WHAT IS REQUIRED:
Rewrite all of the lines below, replacing each occurrence of "instance" with "occurrence" and leaving everything else unchanged. Omit the pictures from your answer.

RECORDS TO USE:
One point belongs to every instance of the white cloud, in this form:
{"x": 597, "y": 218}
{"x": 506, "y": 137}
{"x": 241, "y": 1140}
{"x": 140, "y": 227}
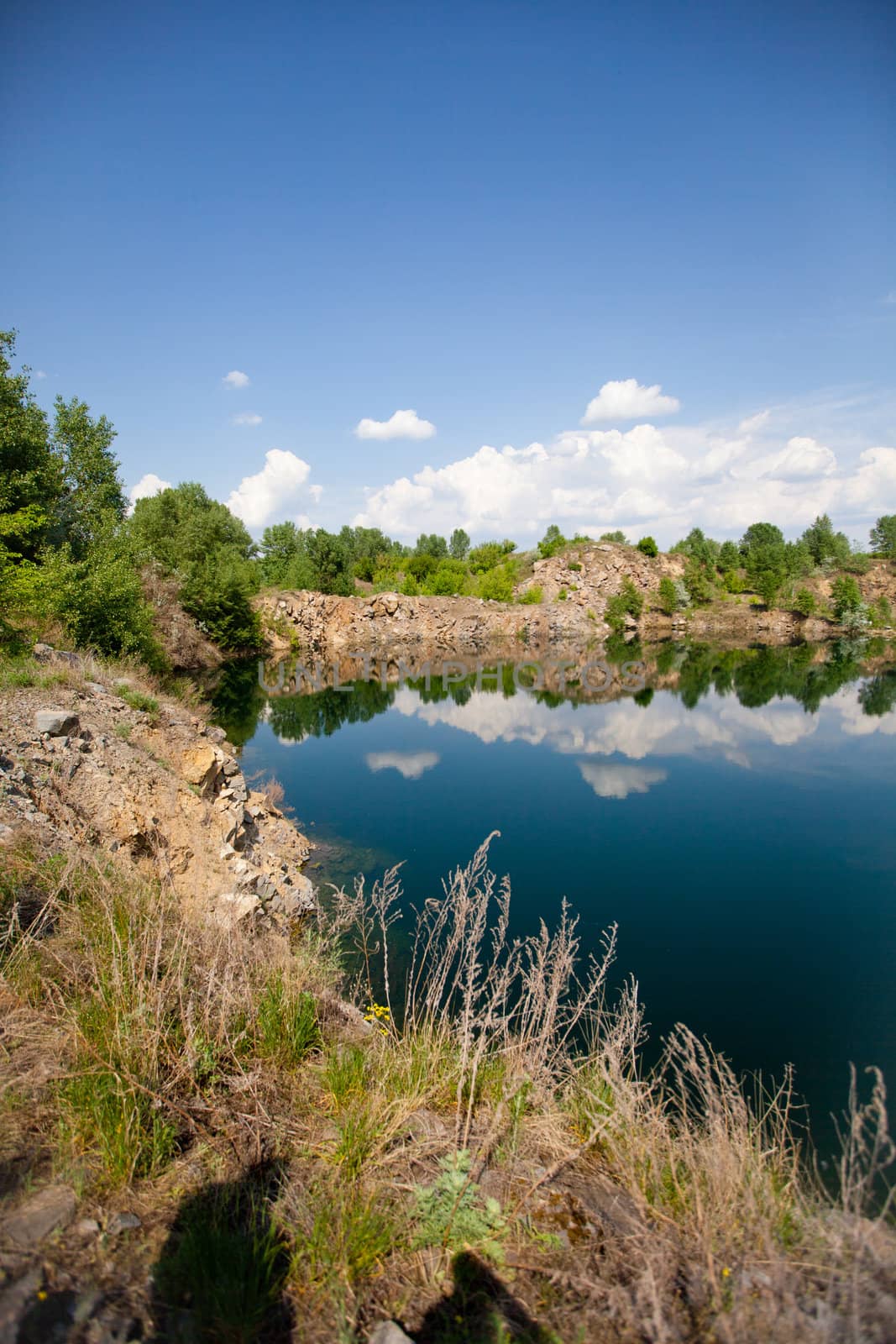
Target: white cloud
{"x": 270, "y": 492}
{"x": 410, "y": 764}
{"x": 147, "y": 486}
{"x": 799, "y": 460}
{"x": 754, "y": 423}
{"x": 235, "y": 380}
{"x": 629, "y": 400}
{"x": 618, "y": 781}
{"x": 401, "y": 425}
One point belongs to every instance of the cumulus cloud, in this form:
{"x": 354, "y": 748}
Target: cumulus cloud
{"x": 409, "y": 764}
{"x": 147, "y": 486}
{"x": 629, "y": 400}
{"x": 401, "y": 425}
{"x": 235, "y": 380}
{"x": 799, "y": 460}
{"x": 754, "y": 423}
{"x": 618, "y": 781}
{"x": 270, "y": 492}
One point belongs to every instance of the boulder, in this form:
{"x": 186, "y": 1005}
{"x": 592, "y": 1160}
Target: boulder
{"x": 387, "y": 1332}
{"x": 233, "y": 907}
{"x": 53, "y": 722}
{"x": 199, "y": 765}
{"x": 38, "y": 1216}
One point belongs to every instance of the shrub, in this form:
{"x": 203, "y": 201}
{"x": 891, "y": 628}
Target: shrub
{"x": 699, "y": 581}
{"x": 768, "y": 586}
{"x": 497, "y": 585}
{"x": 805, "y": 602}
{"x": 553, "y": 542}
{"x": 453, "y": 1214}
{"x": 668, "y": 596}
{"x": 448, "y": 580}
{"x": 629, "y": 601}
{"x": 286, "y": 1023}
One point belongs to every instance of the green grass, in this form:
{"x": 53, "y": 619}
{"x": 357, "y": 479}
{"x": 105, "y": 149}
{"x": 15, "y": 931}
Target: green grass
{"x": 286, "y": 1027}
{"x": 221, "y": 1276}
{"x": 139, "y": 701}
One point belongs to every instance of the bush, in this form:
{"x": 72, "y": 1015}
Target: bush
{"x": 805, "y": 602}
{"x": 497, "y": 585}
{"x": 699, "y": 582}
{"x": 668, "y": 597}
{"x": 448, "y": 580}
{"x": 553, "y": 542}
{"x": 629, "y": 601}
{"x": 846, "y": 596}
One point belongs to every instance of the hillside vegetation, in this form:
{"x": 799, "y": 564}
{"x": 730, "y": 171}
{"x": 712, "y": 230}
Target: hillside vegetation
{"x": 181, "y": 573}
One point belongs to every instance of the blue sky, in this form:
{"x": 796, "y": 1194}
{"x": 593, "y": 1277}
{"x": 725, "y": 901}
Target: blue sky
{"x": 484, "y": 213}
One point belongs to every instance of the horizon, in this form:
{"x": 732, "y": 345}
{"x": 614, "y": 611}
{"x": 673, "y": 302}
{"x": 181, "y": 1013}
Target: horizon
{"x": 490, "y": 269}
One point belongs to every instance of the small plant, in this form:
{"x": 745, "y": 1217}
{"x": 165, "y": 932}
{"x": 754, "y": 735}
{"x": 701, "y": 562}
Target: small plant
{"x": 139, "y": 701}
{"x": 629, "y": 601}
{"x": 453, "y": 1214}
{"x": 668, "y": 598}
{"x": 286, "y": 1026}
{"x": 805, "y": 602}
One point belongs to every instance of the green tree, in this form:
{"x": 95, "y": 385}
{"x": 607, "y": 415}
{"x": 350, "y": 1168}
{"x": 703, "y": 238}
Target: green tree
{"x": 29, "y": 470}
{"x": 728, "y": 557}
{"x": 93, "y": 496}
{"x": 448, "y": 578}
{"x": 485, "y": 557}
{"x": 883, "y": 535}
{"x": 201, "y": 542}
{"x": 768, "y": 584}
{"x": 699, "y": 548}
{"x": 459, "y": 544}
{"x": 824, "y": 544}
{"x": 432, "y": 544}
{"x": 805, "y": 602}
{"x": 280, "y": 546}
{"x": 553, "y": 542}
{"x": 668, "y": 598}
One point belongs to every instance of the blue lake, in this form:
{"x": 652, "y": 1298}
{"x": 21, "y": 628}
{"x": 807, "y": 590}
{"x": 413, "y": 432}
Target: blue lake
{"x": 736, "y": 822}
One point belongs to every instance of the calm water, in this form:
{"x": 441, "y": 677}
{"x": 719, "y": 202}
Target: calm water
{"x": 738, "y": 824}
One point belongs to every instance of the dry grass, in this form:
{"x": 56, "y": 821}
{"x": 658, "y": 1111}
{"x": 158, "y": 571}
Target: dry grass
{"x": 501, "y": 1082}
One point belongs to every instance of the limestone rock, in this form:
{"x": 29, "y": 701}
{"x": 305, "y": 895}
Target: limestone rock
{"x": 387, "y": 1332}
{"x": 231, "y": 907}
{"x": 199, "y": 765}
{"x": 55, "y": 722}
{"x": 38, "y": 1216}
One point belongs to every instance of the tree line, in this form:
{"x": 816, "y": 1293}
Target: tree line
{"x": 69, "y": 551}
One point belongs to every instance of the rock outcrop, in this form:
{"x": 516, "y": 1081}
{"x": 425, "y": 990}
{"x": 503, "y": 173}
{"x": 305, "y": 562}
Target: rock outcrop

TASK OUTPUT:
One point belongs to every occurrence of the white cloud, in this form:
{"x": 597, "y": 218}
{"x": 506, "y": 137}
{"x": 241, "y": 1140}
{"x": 140, "y": 227}
Target: white cloud
{"x": 270, "y": 492}
{"x": 410, "y": 764}
{"x": 147, "y": 486}
{"x": 799, "y": 460}
{"x": 754, "y": 423}
{"x": 235, "y": 380}
{"x": 629, "y": 400}
{"x": 618, "y": 781}
{"x": 401, "y": 425}
One point belongs to every occurrence of the cumulus cloud, in this form:
{"x": 354, "y": 748}
Target: cumulus cloud
{"x": 409, "y": 764}
{"x": 147, "y": 486}
{"x": 629, "y": 400}
{"x": 401, "y": 425}
{"x": 235, "y": 380}
{"x": 799, "y": 460}
{"x": 754, "y": 423}
{"x": 618, "y": 781}
{"x": 270, "y": 492}
One point belongs to every occurrence of the boulder, in this form:
{"x": 186, "y": 1005}
{"x": 592, "y": 1160}
Target: boulder
{"x": 387, "y": 1332}
{"x": 233, "y": 907}
{"x": 53, "y": 722}
{"x": 199, "y": 765}
{"x": 38, "y": 1216}
One point belongs to every occurrence of the shrub, in this form:
{"x": 203, "y": 201}
{"x": 891, "y": 628}
Target: shrub
{"x": 699, "y": 581}
{"x": 768, "y": 586}
{"x": 497, "y": 585}
{"x": 805, "y": 602}
{"x": 553, "y": 542}
{"x": 453, "y": 1214}
{"x": 668, "y": 596}
{"x": 448, "y": 580}
{"x": 629, "y": 601}
{"x": 286, "y": 1023}
One point belongs to every occurrence of the green grass, in this form:
{"x": 53, "y": 619}
{"x": 357, "y": 479}
{"x": 105, "y": 149}
{"x": 15, "y": 931}
Target: green grass
{"x": 286, "y": 1027}
{"x": 221, "y": 1276}
{"x": 139, "y": 701}
One point belongs to every occurrence of the bush, in this form:
{"x": 72, "y": 1015}
Target: bush
{"x": 805, "y": 602}
{"x": 497, "y": 585}
{"x": 699, "y": 582}
{"x": 668, "y": 597}
{"x": 448, "y": 580}
{"x": 553, "y": 542}
{"x": 629, "y": 601}
{"x": 846, "y": 596}
One point belongs to every occurrence of the hillside vegetation, in this form:
{"x": 799, "y": 564}
{"x": 730, "y": 171}
{"x": 712, "y": 230}
Target: hillside vegetation
{"x": 181, "y": 573}
One point belongs to every occurrence of the blue sky, in this form:
{"x": 796, "y": 1194}
{"x": 593, "y": 1277}
{"x": 725, "y": 901}
Target: blue sky
{"x": 484, "y": 213}
One point belongs to every occurrence of the horizon, in this form:
{"x": 732, "y": 345}
{"x": 614, "y": 611}
{"x": 673, "y": 302}
{"x": 181, "y": 1013}
Target: horizon
{"x": 490, "y": 269}
One point belongs to every occurrence of the small plant, in this form:
{"x": 745, "y": 1217}
{"x": 165, "y": 932}
{"x": 754, "y": 735}
{"x": 701, "y": 562}
Target: small plant
{"x": 139, "y": 701}
{"x": 629, "y": 601}
{"x": 453, "y": 1214}
{"x": 668, "y": 598}
{"x": 286, "y": 1026}
{"x": 805, "y": 602}
One point belongs to every occurrence of the green tree, in this form:
{"x": 95, "y": 385}
{"x": 607, "y": 415}
{"x": 350, "y": 1168}
{"x": 703, "y": 238}
Target: green tree
{"x": 29, "y": 470}
{"x": 728, "y": 557}
{"x": 93, "y": 496}
{"x": 448, "y": 578}
{"x": 485, "y": 557}
{"x": 883, "y": 535}
{"x": 201, "y": 542}
{"x": 768, "y": 584}
{"x": 699, "y": 548}
{"x": 459, "y": 544}
{"x": 824, "y": 544}
{"x": 432, "y": 544}
{"x": 805, "y": 602}
{"x": 280, "y": 546}
{"x": 553, "y": 542}
{"x": 668, "y": 598}
One point belongs to every occurrence of the blue lake, in this form:
{"x": 652, "y": 1298}
{"x": 21, "y": 628}
{"x": 807, "y": 590}
{"x": 413, "y": 432}
Target: blue lake
{"x": 736, "y": 822}
One point belongs to every occurrence of the calm water, in this form:
{"x": 441, "y": 677}
{"x": 719, "y": 202}
Target: calm water
{"x": 738, "y": 824}
One point belongs to every occurrence of the dry grass, in this form:
{"x": 56, "y": 821}
{"x": 658, "y": 1111}
{"x": 158, "y": 571}
Target: dry grass
{"x": 501, "y": 1082}
One point belongs to every occurrence of the limestone rock, in this form:
{"x": 29, "y": 701}
{"x": 305, "y": 895}
Target: limestone rock
{"x": 387, "y": 1332}
{"x": 231, "y": 907}
{"x": 199, "y": 765}
{"x": 55, "y": 722}
{"x": 38, "y": 1216}
One point belongs to every occurrence of the tree line, in this form:
{"x": 816, "y": 1293}
Target: tree line
{"x": 69, "y": 551}
One point belongs to every occurrence of the rock outcrop, in this form:
{"x": 516, "y": 1081}
{"x": 425, "y": 990}
{"x": 503, "y": 173}
{"x": 305, "y": 562}
Target: rock outcrop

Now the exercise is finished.